### THE REQUEST
How many lines in the records below contain the string "coat"? Reply with the number only.

### Bounding-box records
----------
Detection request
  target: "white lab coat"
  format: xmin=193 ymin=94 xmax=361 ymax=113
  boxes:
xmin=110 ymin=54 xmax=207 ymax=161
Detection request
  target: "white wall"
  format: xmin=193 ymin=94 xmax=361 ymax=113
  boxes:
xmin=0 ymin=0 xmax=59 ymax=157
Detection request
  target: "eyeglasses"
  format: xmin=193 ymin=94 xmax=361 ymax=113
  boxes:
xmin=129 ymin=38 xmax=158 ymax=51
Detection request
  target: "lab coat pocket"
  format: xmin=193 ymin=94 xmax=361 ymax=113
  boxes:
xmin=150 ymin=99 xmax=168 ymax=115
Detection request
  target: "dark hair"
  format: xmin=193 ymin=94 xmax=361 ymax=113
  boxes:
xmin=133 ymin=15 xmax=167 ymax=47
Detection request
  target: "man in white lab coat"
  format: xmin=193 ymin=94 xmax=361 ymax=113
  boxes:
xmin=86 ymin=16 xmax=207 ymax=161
----------
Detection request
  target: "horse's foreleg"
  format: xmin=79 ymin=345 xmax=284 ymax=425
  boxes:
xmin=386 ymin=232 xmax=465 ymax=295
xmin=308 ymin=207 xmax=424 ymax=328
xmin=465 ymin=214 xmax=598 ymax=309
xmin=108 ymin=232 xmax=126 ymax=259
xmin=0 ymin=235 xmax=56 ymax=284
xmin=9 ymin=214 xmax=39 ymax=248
----------
### EXPECTED OUTPUT
3